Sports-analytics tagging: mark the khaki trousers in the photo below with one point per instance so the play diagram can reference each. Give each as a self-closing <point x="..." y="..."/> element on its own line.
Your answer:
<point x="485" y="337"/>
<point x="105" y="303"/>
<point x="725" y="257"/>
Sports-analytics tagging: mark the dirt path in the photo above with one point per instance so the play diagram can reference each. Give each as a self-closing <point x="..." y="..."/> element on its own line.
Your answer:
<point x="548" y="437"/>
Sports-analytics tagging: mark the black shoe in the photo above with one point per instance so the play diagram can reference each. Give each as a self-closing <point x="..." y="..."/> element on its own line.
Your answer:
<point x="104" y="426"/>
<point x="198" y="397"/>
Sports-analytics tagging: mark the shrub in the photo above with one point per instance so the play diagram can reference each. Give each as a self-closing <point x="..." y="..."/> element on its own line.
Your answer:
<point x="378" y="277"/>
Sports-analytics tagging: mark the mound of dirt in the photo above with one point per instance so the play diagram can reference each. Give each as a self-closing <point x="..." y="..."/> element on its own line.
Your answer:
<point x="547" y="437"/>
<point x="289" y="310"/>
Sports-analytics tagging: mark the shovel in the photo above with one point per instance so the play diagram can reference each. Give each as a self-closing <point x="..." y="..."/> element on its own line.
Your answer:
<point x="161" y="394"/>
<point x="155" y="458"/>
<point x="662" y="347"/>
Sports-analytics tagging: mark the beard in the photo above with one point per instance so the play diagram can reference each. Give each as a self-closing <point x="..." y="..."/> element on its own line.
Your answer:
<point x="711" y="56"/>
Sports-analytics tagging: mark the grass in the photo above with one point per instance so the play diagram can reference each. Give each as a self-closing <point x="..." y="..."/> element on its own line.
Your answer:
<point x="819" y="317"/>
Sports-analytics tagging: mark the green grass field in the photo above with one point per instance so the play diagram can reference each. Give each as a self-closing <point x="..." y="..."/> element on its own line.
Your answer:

Work instruction
What is needed is a single figure, the number of lines in the entries above that contain "grass".

Reply to the task
2